Cid constrange Forças Armadas ao delatar consulta de Bolsonaro sobre golpe

BRASÍLIA, DF (FOLHAPRESS) – O tenente-coronel Mauro Cid ampliou a pressão sobre as Forças Armadas ao dizer, em delação à Polícia Federal, que o então presidente Jair Bolsonaro (PL) submeteu a militares de alta patente uma minuta de decreto para dar um golpe de Estado após o segundo turno das eleições de 2022.

A informação, divulgada nesta quinta-feira (21) pelo UOL e pelo jornal O Globo e confirmada pela Folha de S.Paulo, levou desgaste à instituição ao colocar antigos chefes no centro das apurações.

As repercussões resultaram em manifestações do ministro da Defesa, José Múcio Monteiro, do Exército e da Marinha, além de discussões no Congresso de eventuais convocações na CPI do 8 de Janeiro.

A defesa de Bolsonaro disse em nota que ele não compactuou com ações sem respaldo na lei e que vai adotar medidas judiciais contra eventuais calúnias em delação premiada, sem citar diretamente Cid.

Segundo reportagem do UOL, Cid afirmou à PF que a minuta foi entregue pelo então assessor Filipe Martins a Bolsonaro, que a levou a integrantes da cúpula militar.

O tenente-coronel afirmou que Almir Garnier, almirante e comandante da Marinha na ocasião, manifestou-se favoravelmente ao plano de golpe durante as conversas de bastidores, mas que não houve adesão do Alto Comando das Forças Armadas.

Cid, segundo a reportagem, contou aos investigadores que testemunhou tanto a reunião em que Martins fez a entrega do documento a Bolsonaro quanto a do então presidente com militares. Não há informações se ele entregou algum tipo de prova que confirme ou reforce seu relato à PF.
= = = = =
■ TAREFAS
(A) Modifique o trecho da reportagem sobre a delação de Cid que vai de "Cid constrange Forças" até "8 de Janeiro.", inclusive, substituindo "Polícia Federal" por "PF".
(B) De acordo com a reportagem sobre a delação de Cid, quem entregou a minuta do decreto a Bolsonaro?
(C) Retome a reportagem sobre a delação de Cid e escreva a continuação a partir da última frase.

■ TRECHO DOS DADOS
= = = = =
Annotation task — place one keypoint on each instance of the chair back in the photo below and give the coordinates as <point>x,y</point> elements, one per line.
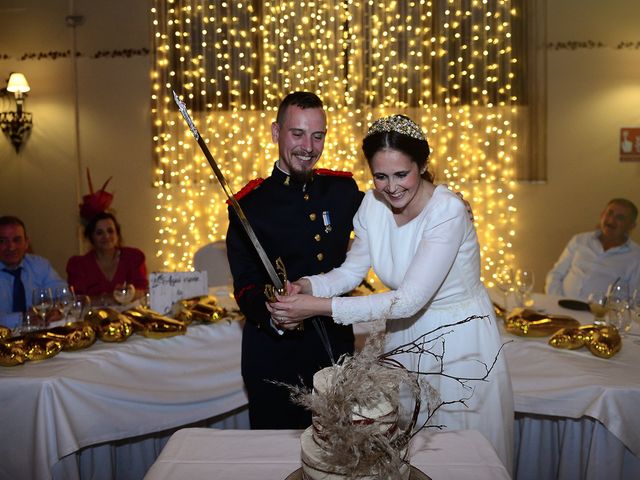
= = = = =
■ RESPOSTAS POR TAREFA
(A)
Cid constrange Forças Armadas ao delatar consulta de Bolsonaro sobre golpe

BRASÍLIA, DF (FOLHAPRESS) – O tenente-coronel Mauro Cid ampliou a pressão sobre as Forças Armadas ao dizer, em delação à PF, que o então presidente Jair Bolsonaro (PL) submeteu a militares de alta patente uma minuta de decreto para dar um golpe de Estado após o segundo turno das eleições de 2022.

A informação, divulgada nesta quinta-feira (21) pelo UOL e pelo jornal O Globo e confirmada pela Folha de S.Paulo, levou desgaste à instituição ao colocar antigos chefes no centro das apurações.

As repercussões resultaram em manifestações do ministro da Defesa, José Múcio Monteiro, do Exército e da Marinha, além de discussões no Congresso de eventuais convocações na CPI do 8 de Janeiro.

(B) O então assessor Filipe Martins.

(C)
Seis generais do Alto Comando do Exército consultados pela reportagem afirmaram que não foi apresentado ao colegiado a consulta de Bolsonaro sobre um possível apoio ao golpe. A avaliação, porém, é que o então comandante, general Freire Gomes, reservava os assuntos espinhosos para um grupo de oficiais mais restrito.

Procurado, Martins não respondeu. Seu advogado, João Manssur, disse que não poderia se manifestar por não ter conhecimento do assunto e não estar constituído nos autos. A reportagem também entrou em contato com um assessor de Garnier, mas não houve resposta.

A defesa de Mauro Cid, por sua vez, divulgou nota em que afirma: “Os referidos depoimentos […] são sigilosos, e por essa mesma razão, [a defesa] não confirma seu conteúdo”.

A jurisprudência brasileira estabeleceu que a palavra oral não é uma prova suficiente para oferecer uma denúncia a um juiz ou a um tribunal, no caso de quem possui foro.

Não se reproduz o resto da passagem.